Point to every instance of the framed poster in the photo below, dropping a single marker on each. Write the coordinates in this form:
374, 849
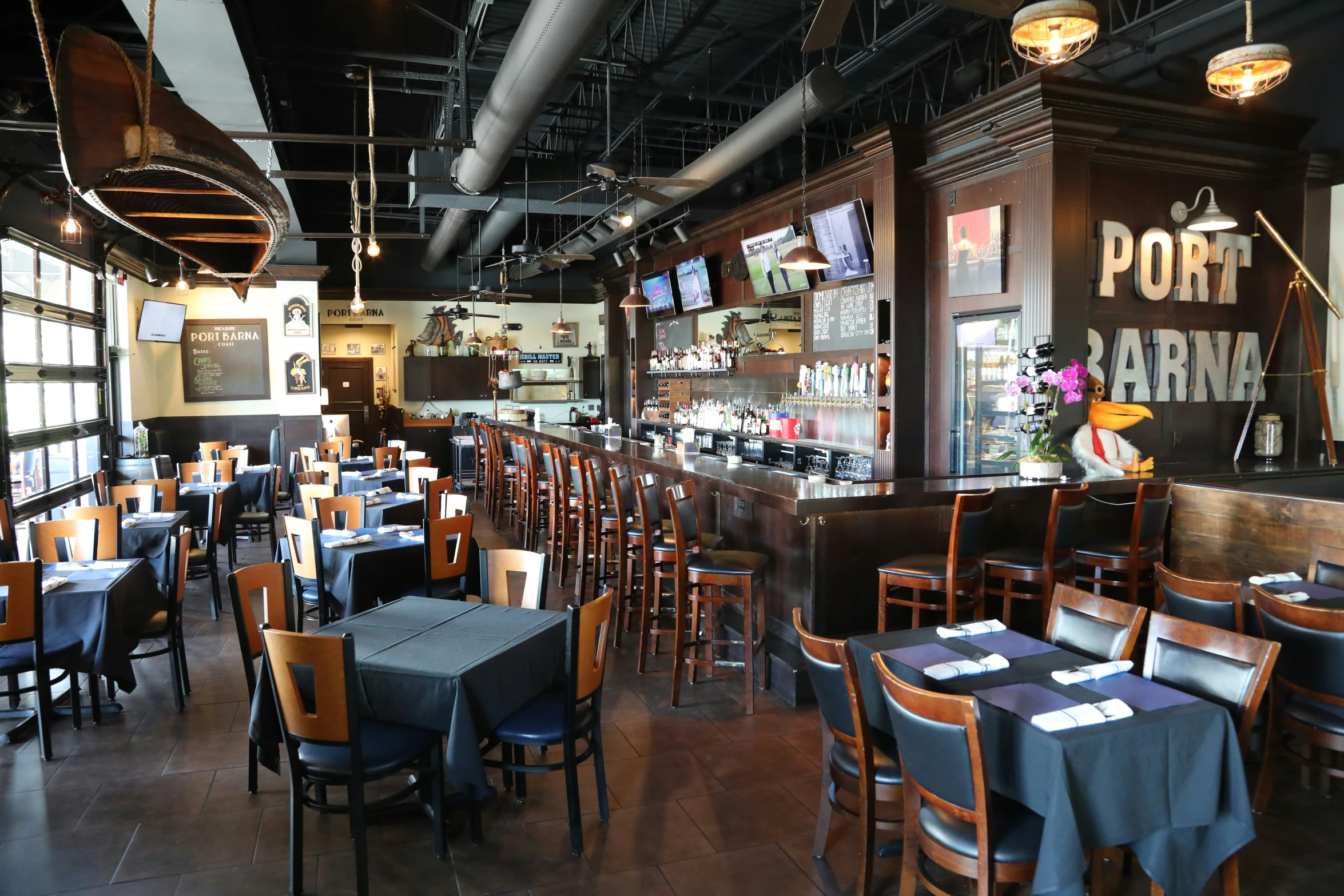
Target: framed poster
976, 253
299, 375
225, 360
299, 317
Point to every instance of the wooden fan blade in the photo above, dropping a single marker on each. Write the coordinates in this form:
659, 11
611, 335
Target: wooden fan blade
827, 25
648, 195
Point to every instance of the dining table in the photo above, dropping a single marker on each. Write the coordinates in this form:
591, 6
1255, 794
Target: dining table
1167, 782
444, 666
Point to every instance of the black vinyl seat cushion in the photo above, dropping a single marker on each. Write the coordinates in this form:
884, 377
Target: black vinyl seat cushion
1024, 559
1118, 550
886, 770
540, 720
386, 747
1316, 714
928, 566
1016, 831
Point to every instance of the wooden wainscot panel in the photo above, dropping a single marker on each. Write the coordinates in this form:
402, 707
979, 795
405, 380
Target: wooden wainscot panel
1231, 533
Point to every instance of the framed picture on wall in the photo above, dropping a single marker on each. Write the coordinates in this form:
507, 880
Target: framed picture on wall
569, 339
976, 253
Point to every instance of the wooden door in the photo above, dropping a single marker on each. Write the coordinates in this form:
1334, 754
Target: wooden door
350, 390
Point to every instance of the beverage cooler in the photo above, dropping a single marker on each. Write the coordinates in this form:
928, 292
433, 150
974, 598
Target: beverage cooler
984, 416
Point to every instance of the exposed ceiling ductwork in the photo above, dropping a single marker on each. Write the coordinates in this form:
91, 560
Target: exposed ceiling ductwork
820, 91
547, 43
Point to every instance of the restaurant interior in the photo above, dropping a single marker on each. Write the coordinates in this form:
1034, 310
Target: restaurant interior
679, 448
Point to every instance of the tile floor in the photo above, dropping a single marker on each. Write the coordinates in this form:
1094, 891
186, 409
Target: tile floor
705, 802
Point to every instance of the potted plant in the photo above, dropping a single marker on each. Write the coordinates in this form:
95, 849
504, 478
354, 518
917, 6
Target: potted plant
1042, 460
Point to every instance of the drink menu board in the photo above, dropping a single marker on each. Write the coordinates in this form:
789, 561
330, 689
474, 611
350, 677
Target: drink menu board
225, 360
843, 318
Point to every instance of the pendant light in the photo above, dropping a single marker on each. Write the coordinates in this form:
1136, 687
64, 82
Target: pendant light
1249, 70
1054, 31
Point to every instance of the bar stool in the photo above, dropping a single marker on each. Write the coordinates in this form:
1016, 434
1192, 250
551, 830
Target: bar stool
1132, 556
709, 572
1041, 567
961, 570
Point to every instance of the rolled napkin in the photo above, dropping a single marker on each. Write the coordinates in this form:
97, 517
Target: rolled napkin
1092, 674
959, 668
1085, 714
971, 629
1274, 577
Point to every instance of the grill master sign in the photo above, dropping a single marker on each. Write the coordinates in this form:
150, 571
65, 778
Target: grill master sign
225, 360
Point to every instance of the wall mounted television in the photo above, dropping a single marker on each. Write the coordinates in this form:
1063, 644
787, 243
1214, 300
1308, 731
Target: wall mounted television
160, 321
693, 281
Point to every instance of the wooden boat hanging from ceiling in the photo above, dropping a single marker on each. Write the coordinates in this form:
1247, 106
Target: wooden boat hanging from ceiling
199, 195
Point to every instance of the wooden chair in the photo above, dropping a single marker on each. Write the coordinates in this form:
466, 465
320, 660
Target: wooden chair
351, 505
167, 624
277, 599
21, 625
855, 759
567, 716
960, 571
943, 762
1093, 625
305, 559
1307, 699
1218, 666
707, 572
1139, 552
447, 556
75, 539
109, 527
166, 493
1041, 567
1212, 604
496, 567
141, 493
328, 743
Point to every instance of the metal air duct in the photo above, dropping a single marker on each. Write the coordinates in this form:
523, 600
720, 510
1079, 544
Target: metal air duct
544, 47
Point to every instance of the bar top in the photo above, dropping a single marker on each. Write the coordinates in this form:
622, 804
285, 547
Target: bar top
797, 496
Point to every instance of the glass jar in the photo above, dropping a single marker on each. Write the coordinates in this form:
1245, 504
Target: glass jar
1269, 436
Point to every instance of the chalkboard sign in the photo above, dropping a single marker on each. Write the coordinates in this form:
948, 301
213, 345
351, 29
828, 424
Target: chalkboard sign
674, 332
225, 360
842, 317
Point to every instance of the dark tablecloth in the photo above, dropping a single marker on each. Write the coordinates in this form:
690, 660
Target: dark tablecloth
※
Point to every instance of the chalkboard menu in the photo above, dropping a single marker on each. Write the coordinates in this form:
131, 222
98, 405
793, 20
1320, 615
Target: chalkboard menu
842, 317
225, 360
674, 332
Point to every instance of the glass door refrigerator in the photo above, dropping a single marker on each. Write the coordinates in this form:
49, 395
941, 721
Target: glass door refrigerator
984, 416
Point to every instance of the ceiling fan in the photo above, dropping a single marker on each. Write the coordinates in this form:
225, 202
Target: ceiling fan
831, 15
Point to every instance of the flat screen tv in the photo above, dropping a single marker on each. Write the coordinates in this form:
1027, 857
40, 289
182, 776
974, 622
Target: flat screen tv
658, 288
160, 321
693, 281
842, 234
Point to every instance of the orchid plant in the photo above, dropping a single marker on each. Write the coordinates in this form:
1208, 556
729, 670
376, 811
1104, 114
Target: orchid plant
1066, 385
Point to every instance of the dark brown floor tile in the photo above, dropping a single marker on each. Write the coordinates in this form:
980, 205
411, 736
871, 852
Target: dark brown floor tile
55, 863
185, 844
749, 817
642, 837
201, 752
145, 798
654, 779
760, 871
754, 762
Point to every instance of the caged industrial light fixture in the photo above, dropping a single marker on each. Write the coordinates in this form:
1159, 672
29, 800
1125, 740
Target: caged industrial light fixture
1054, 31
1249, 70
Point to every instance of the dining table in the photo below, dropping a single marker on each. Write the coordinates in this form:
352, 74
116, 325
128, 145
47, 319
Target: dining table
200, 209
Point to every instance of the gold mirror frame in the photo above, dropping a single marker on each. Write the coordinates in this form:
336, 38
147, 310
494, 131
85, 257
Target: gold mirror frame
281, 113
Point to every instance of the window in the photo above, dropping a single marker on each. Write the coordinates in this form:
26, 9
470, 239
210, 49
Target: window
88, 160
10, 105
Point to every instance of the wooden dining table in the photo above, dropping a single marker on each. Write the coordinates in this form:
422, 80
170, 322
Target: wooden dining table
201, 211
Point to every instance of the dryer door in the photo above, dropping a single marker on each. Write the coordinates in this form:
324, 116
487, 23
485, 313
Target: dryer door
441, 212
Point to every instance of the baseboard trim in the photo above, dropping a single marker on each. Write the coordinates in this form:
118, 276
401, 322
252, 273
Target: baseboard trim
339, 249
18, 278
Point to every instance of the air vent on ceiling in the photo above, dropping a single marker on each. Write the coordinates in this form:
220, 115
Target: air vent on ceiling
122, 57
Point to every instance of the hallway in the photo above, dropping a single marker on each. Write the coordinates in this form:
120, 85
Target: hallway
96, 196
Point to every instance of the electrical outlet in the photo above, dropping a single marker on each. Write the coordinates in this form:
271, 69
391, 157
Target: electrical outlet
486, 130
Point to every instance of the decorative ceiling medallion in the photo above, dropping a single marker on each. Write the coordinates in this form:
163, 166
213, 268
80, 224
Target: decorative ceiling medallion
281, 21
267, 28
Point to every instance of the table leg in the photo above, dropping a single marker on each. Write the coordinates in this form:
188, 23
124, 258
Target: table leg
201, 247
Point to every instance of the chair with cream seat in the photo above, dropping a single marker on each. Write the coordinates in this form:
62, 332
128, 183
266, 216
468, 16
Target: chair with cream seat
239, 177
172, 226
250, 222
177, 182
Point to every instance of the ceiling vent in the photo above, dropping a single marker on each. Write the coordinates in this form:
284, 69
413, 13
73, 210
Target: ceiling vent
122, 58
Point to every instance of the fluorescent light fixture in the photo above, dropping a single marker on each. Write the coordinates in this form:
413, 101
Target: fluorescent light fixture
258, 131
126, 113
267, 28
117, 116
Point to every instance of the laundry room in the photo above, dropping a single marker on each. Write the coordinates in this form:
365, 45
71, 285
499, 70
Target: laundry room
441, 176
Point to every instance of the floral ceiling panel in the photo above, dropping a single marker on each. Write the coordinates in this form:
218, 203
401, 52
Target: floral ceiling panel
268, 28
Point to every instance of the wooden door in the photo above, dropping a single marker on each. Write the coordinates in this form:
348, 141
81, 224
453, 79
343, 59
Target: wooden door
※
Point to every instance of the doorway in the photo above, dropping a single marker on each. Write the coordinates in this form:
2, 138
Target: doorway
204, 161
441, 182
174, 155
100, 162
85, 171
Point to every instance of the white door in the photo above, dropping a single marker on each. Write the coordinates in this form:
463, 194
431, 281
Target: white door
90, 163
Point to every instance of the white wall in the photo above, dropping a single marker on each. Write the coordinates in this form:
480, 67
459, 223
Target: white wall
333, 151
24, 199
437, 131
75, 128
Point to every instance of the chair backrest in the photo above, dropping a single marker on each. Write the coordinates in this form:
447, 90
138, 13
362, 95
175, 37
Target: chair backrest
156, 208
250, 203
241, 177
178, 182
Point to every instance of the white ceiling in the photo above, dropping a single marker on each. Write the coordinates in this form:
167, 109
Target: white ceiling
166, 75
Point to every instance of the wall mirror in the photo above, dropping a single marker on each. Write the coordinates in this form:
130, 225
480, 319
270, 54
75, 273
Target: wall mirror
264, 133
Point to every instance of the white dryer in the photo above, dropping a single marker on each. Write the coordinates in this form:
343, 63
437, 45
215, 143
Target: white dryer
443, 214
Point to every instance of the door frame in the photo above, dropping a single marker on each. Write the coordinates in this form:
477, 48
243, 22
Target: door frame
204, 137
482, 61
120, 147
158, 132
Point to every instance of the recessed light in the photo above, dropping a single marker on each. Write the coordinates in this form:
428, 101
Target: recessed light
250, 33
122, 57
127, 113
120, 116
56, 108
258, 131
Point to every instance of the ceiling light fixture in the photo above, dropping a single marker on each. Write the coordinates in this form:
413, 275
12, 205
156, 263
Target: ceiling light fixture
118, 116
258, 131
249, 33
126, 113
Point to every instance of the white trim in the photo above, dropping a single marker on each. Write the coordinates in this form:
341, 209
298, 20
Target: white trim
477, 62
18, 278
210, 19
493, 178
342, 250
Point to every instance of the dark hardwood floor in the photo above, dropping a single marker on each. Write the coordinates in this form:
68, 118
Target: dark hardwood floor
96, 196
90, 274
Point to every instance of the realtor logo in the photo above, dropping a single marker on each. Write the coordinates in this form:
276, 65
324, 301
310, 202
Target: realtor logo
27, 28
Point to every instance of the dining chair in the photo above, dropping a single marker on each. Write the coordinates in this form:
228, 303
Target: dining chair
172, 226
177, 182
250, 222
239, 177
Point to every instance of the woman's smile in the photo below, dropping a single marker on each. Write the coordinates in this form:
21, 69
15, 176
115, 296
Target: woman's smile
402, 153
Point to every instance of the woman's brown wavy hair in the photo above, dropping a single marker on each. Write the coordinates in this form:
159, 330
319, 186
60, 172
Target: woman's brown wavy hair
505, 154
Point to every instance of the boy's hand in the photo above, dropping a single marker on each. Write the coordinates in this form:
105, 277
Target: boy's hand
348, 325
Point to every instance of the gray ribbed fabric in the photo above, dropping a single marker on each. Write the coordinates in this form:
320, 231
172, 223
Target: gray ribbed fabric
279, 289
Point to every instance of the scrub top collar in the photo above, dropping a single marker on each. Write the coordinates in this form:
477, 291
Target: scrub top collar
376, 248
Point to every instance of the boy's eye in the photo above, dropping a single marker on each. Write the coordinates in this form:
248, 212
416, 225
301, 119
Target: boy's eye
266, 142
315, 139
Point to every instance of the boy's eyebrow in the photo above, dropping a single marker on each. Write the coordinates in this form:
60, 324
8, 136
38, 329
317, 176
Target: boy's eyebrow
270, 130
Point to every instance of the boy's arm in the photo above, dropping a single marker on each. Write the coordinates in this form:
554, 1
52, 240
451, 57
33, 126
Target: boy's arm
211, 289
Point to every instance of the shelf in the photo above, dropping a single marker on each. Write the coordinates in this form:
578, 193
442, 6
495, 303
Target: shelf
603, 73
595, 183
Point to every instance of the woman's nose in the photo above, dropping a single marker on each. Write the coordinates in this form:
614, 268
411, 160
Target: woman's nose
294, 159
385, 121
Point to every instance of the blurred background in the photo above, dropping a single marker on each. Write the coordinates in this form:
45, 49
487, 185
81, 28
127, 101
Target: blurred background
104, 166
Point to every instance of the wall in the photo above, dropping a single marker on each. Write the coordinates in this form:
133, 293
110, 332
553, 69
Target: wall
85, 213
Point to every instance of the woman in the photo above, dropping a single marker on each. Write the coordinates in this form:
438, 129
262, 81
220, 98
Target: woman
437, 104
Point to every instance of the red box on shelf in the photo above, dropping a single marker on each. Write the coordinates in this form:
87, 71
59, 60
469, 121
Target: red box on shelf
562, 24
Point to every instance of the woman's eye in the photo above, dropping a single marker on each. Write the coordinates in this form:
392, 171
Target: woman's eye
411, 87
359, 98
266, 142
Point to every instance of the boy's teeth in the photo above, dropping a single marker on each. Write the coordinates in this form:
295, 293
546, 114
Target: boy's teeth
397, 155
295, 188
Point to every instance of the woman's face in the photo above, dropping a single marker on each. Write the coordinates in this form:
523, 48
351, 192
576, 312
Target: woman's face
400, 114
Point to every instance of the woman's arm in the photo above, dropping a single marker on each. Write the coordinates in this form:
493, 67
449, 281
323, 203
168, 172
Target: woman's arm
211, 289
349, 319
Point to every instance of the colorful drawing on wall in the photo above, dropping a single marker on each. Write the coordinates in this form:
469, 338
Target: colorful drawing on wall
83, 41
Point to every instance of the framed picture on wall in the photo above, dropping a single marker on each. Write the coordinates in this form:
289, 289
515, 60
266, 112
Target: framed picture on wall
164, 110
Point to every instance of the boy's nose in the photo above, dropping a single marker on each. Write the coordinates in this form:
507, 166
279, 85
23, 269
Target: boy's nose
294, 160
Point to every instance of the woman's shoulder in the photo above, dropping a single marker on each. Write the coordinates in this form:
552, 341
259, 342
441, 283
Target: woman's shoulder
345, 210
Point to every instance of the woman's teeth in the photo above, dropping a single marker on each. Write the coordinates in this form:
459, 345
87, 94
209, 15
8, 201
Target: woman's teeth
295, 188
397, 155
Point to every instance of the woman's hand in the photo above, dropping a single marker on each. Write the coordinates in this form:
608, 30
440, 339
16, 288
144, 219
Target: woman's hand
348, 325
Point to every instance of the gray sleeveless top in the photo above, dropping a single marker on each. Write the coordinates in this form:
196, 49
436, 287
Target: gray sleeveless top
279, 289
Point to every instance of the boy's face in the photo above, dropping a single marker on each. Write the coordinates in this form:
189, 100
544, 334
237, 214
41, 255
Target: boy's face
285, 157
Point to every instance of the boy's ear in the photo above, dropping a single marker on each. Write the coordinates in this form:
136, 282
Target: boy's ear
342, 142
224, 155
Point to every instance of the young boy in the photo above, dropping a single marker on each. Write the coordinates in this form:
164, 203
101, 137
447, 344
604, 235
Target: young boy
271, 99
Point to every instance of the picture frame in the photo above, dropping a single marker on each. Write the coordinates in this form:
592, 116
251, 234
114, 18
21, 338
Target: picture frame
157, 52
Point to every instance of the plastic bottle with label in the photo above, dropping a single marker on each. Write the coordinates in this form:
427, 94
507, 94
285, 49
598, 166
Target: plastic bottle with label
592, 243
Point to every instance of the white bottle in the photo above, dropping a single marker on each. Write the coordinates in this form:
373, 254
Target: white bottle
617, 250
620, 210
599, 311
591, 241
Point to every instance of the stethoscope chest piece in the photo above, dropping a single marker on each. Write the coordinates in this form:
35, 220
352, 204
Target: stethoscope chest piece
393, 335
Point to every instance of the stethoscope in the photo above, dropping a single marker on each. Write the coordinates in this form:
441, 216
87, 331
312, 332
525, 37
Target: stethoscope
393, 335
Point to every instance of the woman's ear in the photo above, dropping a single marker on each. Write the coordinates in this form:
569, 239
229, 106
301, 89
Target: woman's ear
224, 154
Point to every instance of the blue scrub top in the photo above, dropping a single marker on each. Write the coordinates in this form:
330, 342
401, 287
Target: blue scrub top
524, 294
※
Required work: Work through the records above. Copy every line with the string "tablecloth".

Worked solution:
Point to every instance of the dark tablecloth in the photo above, dropping a single marker on each. Write the coordinates in this form:
Target: dark tablecloth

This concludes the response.